### Selected passage
Tuesday, February 14, 2006

Snack Attack: Peanut butter Honey dip

Here’s a quick and easy snack you can let your kiddos make:

Peanut Butter Honey Dip

Take a large blob of peanut butter (1/4 C or so). Add a big squirt of honey (2-3T) and a small handful of rolled oats (for crunch) and/or chocolate chips and/or raisins. Mix it all together. Add more honey if you like a looser texture.

Use as a dip for crackers, graham crackers, apples, carrots, celery stalks ect. Or use as a spread for sandwiches.

Watch out though, this stuff is good enough to eat with a spoon and pretty addicitive!

What's in your pantry?

Recently I just had to clean out my pantry. Things were falling on me. That's a sure sign that it's time to get to work!

I'm blessed that the builders of this house put it a really big pantry, more like a small closet really. I love it.

But then again, I always keep my pantry stocked. Growing up my family spent three years in New Jersey and they were all bad winter years. I remember blizzards and getting snowed it and the panic at the stores when bad weather was predicted. The remainder of my life has been spent in the gulf coast when hurricanes are a threat a large part of the year. So I just hate the thought of getting caught with the pantry empty. My sister is the opposite, she can't take the clutter, so she keeps her pantry pretty bare.

She does have a lot less issue in keeping her pantry clean and organized, I envy that. But last fall when we were dealing the Katrina and Rita and there were unprecedented runs on the grocery store, she was there fighting the crowds while I stayed home and watch the stories about the grocery stores on TV.

Be that as it may, the pantry got cleaned out this week.

I like to get every possible useful inch of storage space out of my pantry, so I've added a few touches that really help. I have wire baskets that hang under the shelves so I can put short cans on the shelf and something else above it. I have wire shelves to add extra shelving for boxes ect. I have wicker baskets to put bagged items like pasta and chips in so that they don't fall on me. On the floor I have some stacking baskets for canned goods and I've mounted some small wall baskets on the little bit of wall space to squeeze out some extra space.





The wicker baskets came from the craft store, 75% off clearance bin. Some of them are actually pretty and it looks a little like I was trying to decorate in there, but really, they were all bought because they were cheap and the right size and shape.

Oh,and there are labels on everything too. Why? Not because I'm completely compulsive, really. But the kids used to get off putting groceries away with the excuse "I don't know where it goes". Well, now that it is all labeled, they know exactly where it all goes and they now have the job of putting away the groceries!

Friday, February 10, 2006

New Content Navigation links!

I just put in some new content navigation links that will take you directly to particular recipes of interest. I think I have all of them working now. Hope they are helpful and not just the product of a manic need to organize on my part!

Tuesday, February 07, 2006

Little League: Odds and Ends


I just cleaned out my pantry. Not my favorite job in the world, no surprise huh? Well, when I took everything out, I found a bunch of odds and ends. You know, bags with 3 pretzels or 5 croutons, boxes with half a dozen chips or a can with a handful of nuts. Stuff you didn’t throw away but it’s not enough to o anything with. Here’s something to do with it. Better yet, let the kids do it.

### Challenge
Revise the pantry blog text, starting at the words "New Content Navigation links!" and stopping after "kids do it.", with "pretzels" replaced by "crackers".

### Material shown

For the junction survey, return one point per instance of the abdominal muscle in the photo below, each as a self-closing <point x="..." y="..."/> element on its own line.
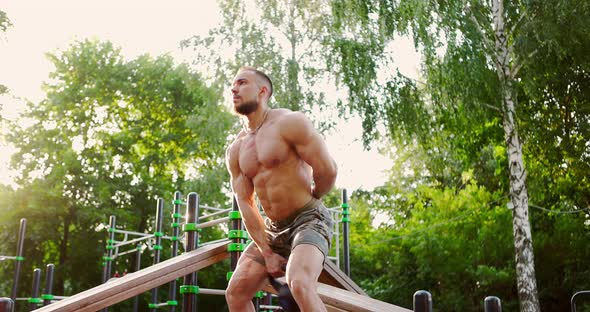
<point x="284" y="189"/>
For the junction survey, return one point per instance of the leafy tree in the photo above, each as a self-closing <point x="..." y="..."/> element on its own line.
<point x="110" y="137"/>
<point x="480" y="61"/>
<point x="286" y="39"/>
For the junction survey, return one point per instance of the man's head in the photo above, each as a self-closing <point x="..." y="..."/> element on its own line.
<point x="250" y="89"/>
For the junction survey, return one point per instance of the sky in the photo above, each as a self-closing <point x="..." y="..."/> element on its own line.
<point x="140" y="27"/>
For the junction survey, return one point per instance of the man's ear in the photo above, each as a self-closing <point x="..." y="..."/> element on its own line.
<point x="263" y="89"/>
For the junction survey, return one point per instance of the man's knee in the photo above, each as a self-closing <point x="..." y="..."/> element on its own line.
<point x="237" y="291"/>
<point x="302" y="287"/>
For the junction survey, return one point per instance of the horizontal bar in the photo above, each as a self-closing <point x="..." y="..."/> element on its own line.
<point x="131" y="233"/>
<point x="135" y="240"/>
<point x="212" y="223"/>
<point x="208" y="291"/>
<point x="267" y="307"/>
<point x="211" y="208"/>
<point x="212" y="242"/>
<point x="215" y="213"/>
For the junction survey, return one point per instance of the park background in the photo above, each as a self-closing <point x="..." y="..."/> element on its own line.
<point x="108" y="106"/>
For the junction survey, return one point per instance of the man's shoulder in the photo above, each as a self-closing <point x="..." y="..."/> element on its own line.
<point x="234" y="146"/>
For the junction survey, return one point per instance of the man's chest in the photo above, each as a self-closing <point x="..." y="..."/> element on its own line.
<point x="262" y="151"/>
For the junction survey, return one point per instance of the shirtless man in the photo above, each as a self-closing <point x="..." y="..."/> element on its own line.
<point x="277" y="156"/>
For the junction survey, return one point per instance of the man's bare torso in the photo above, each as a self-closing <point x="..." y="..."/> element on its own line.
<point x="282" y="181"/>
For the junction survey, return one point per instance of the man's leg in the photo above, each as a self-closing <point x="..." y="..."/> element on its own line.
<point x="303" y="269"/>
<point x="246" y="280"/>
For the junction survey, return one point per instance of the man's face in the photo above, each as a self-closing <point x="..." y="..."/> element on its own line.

### Output
New Content Navigation links!

I just put in some new content navigation links that will take you directly to particular recipes of interest. I think I have all of them working now. Hope they are helpful and not just the product of a manic need to organize on my part!

Tuesday, February 07, 2006

Little League: Odds and Ends


I just cleaned out my pantry. Not my favorite job in the world, no surprise huh? Well, when I took everything out, I found a bunch of odds and ends. You know, bags with 3 crackers or 5 croutons, boxes with half a dozen chips or a can with a handful of nuts. Stuff you didn’t throw away but it’s not enough to o anything with. Here’s something to do with it. Better yet, let the kids do it.